* EXERCISE TASKS:
1. Quote from the Wells Fargo grass cuts thread the part that opens with the words containing "They are giving" and closes with "(May 1, 2012)".
2. In the Wells Fargo grass cuts thread, how many garbage bags equal one cube when raking leaves?

# Wells Fargo grass cuts



## Zuse (Nov 17, 2012)

Anyone else get their WF Grass cuts in today..

Get this, 3 pages of what to do, just some of whats on the list that we can do at the properties.

Cut grass, BATF whole yard
Rake leaves @50 per cube.. 3 garbage bags equals a cube, BATF, no limit 
Trim shrubs,BATF
Change lock if needed to gain access for condition pics, BATF
Padlock, shed,crawl spaces, utility rooms, if needed, BATF
Secure pool, BATF
Board windows as needed BATF
Trim trees off house BATF
Move debris out of way of cut and tarp over debris, 20.00 per yard to move and 1 per foot to cover with tarp.

Hell they might as well change the order to a IC instead of grass cut.

Time for a gin and tonic with some limes. Going to be a vary productive summer.

*The Crisis Circle Is Complete: Wells Fargo Returns To Subprime *


----------



## Jovashut (Mar 7, 2013)

*better re-read*

Grass must be over 24" to batf, they have already knocked me for 18cy (54 bags) and yard clearly showed 30 bags max, I did not smash the leaves in the bags. They said they need to be crammed full. so only 10cy. Cant change locks unless you have a reason to enter, ie: open window unsecure ect... This is how all of mine have been for several years now and you must be reasonable or you will be "clipped" overbilling/overbidding/overestimating or they will drop your count. Been there done that. Just give them what they want and your good, try to over extend and you will end up loosing out. But ya the money is good as most trees pay real good and always grow fast, couple trimmings a year easy. Have fun and have extra trailers for debri or you will burry your mower after 2 cuts.:thumbup:


----------



## Zuse (Nov 17, 2012)

These grass cuts im dealing with were resigned to a new vendor, they were taking away from CoreLogic and sent to another national.

We've being raking the leaves at most of the property's all winter and out of the 160 or so we've done only a few were reduced, only because the contractor didn't take anuff pics to justify the charge.

They are giving permission to to pop the locks if we cant gain access because of the reassignment.

this a huge "boom" for us, this particular vendor always pays.


----------



## mtmtnman (May 1, 2012)

BATF = Good way to get your invoice adjusted and your check shorted............


----------



## cover2 (Apr 3, 2013)

Zuse said:


> Anyone else get their WF Grass cuts in today..
> 
> Get this, 3 pages of what to do, just some of whats on the list that we can do at the properties.
> 
> ...


 I would *MOVE* debris all day long for 20 bucks a yard they are paying 20 to move it and you have regionals wanting to pay 15 to dispose of it. Go Figure


----------



## Craigslist Hack (Jun 14, 2012)

Zuse said:


> Anyone else get their WF Grass cuts in today..
> 
> Get this, 3 pages of what to do, just some of whats on the list that we can do at the properties.
> 
> ...


I'm your huckleberry! :thumbup:

I'm going to need some more help because we can't do all of that at each property and get through 15 to 20 cuts a day.


----------



## Zuse (Nov 17, 2012)

* ENTRIES SHOWN:
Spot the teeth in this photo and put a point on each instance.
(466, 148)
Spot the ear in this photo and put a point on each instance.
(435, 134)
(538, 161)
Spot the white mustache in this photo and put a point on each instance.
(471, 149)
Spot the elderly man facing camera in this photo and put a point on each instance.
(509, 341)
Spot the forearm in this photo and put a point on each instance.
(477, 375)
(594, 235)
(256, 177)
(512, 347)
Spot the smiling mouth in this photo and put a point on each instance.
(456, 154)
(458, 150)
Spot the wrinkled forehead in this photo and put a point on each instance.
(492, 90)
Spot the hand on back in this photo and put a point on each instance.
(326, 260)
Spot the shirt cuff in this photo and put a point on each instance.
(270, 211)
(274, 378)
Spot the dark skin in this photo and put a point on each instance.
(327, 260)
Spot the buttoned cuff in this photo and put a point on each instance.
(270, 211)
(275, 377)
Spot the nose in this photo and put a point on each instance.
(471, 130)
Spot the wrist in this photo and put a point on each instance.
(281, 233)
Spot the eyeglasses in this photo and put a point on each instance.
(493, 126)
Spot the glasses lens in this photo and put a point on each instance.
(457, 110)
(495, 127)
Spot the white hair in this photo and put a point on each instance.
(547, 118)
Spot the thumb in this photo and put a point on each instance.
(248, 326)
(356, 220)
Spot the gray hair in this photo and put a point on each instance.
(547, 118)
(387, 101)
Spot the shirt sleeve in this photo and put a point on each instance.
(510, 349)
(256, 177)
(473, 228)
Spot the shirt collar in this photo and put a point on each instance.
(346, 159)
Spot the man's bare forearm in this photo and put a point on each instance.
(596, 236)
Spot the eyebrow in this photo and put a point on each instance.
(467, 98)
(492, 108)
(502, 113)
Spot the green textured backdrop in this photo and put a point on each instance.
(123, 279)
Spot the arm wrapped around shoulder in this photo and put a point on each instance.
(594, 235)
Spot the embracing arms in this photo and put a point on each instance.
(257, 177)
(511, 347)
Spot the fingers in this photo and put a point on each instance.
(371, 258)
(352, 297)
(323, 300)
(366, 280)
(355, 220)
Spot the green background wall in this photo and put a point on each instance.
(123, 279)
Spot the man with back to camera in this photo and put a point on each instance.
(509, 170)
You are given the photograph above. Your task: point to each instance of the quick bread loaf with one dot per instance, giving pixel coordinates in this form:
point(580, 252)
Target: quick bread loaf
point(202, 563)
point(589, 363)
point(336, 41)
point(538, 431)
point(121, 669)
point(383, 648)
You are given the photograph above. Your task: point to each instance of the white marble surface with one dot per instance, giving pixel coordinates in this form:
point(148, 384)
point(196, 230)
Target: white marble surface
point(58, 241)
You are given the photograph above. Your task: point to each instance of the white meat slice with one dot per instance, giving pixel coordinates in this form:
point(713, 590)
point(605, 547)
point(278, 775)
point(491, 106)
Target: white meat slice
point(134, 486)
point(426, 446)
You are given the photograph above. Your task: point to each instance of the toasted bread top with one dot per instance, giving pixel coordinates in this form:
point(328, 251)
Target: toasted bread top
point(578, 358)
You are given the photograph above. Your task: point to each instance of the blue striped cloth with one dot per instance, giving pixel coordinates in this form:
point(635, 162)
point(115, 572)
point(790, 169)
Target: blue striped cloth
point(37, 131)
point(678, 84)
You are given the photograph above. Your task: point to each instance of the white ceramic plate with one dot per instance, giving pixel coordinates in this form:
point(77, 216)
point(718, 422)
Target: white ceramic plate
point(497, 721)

* COMPLETE ANSWERS:
1.
They are giving permission to to pop the locks if we cant gain access because of the reassignment.

this a huge "boom" for us, this particular vendor always pays.


----------



## mtmtnman (May 1, 2012)

2. Three garbage bags equal one cube.